**SELECTED PASSAGE**.
The comparisons look closer every day.
By Rupert Cornwell
WASHINGTON, D.C. "It's a bit early for history to be written,"
Defense Secretary Donald Rumsfeld declared the other day, dismissing
in that testy, imperious manner of his the accusations that the Pentagon
had badly miscalculated the resistance American and British forces would
encounter in Iraq, and the size of the invading force that would be
needed to overcome that resistance. But if the history of this war is
not yet being written, history's shades from other wars are already
abroad.
They are not mentioned very often. After all, an uneasy America is
seeking to convince itself that the 2003 campaign in Iraq is going according
to the plan conceived by Rumsfeld. But on the fringes of polite conversation,
in those quiet moments when ordinary people wonder about the relentless
optimism of those in charge here, the question gnaws at the corner of
the mind. Could this be, will this be, another Vietnam?
The answer, in some respects, is simple: Of course not. The Vietnam
War, from a U.S. point of view, lasted 9 or 10 years. The campaign to
remove Saddam Hussein has barely been in progress 9 or 10 days. Whether
it lasts 9 or 10 weeks (perfectly possible) or 9 or 10 months (rather
unlikely), it surely will not last 9 or 10 years.

**DIRECTIVES**.
(1) In the column comparing Iraq and Vietnam, why does the writer say the answer to "another Vietnam?" is, in some respects, "Of course not"? Explain in one to three sentences.
(2) Answer these questions about the column comparing Iraq and Vietnam:
(a) Who said, "It's a bit early for history to be written"?
(b) What city appears in the dateline?
(c) How long does the writer say the campaign to remove Saddam Hussein has been in progress?
(3) Extend the column comparing Iraq and Vietnam, starting after its final sentence.

**GIVEN RECORDS**.
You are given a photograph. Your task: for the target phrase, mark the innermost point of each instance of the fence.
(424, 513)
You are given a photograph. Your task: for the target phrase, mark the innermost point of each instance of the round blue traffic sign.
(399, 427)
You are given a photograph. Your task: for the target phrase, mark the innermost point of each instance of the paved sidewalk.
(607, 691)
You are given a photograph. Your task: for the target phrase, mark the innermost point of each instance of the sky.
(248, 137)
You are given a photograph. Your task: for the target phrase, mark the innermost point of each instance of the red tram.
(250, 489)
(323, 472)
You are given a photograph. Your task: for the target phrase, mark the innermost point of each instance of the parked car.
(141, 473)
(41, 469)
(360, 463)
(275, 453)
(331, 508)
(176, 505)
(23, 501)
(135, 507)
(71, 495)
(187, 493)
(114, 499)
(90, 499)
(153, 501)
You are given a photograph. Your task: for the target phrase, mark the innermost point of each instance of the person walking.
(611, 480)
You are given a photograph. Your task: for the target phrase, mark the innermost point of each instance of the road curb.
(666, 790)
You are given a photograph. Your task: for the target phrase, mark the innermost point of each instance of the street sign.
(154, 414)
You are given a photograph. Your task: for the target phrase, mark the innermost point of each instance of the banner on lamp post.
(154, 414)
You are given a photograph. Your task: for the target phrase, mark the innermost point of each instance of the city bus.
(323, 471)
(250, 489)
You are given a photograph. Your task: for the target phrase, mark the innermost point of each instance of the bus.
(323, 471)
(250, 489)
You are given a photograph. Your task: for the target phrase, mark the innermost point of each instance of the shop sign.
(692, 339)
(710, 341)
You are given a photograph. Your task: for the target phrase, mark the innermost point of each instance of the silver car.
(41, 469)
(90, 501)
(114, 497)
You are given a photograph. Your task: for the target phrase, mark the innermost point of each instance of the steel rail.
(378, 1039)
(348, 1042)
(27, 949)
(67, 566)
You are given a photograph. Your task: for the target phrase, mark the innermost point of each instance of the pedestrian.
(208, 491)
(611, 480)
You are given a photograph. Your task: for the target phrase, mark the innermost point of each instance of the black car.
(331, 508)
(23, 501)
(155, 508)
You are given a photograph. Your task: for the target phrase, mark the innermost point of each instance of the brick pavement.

**PER-TASK ANSWERS**.
(1) From the U.S. point of view, the Vietnam War lasted 9 or 10 years, while the campaign to remove Saddam Hussein had barely been underway for 9 or 10 days. Whether the Iraq campaign runs 9 or 10 weeks or 9 or 10 months, the writer holds that it surely will not last 9 or 10 years.

(2)
(a) Defense Secretary Donald Rumsfeld
(b) Washington, D.C.
(c) Barely 9 or 10 days

(3)
Unlike Vietnam, and for all today's second-guessing, the purely military
outcome is certain. Saddam Hussein will be driven from power.
But the fond belief in Washington and the one on which this
war was largely sold that the advancing G.I.s would be greeted
as liberators, as they were in occupied France in 1944, has already
been shown to be an illusion.
Hearts and minds
Never, surely in a modern war, has not victory itself, but the
manner of victory, been so important. Yet the pictures are not of garlands
of flowers thrown by a grateful local citizenry upon the invaders' tanks.
They are of shattered buildings and weeping civilians. They tell not
of spontaneous uprisings in Basra and elsewhere against Saddam's detested
henchmen, but of errant bombs or missiles killing scores of civilians
in a Baghdad market. At that point, it scarcely matters who fired them.
And if the resistance continues, President George W. Bush, Rumsfeld,
and the rest will have to decide whether to cast aside all efforts to
pursue their "gentleman's war," of aiming only at regime targets,
and aim at vital civilian infrastructure in order to hasten victory.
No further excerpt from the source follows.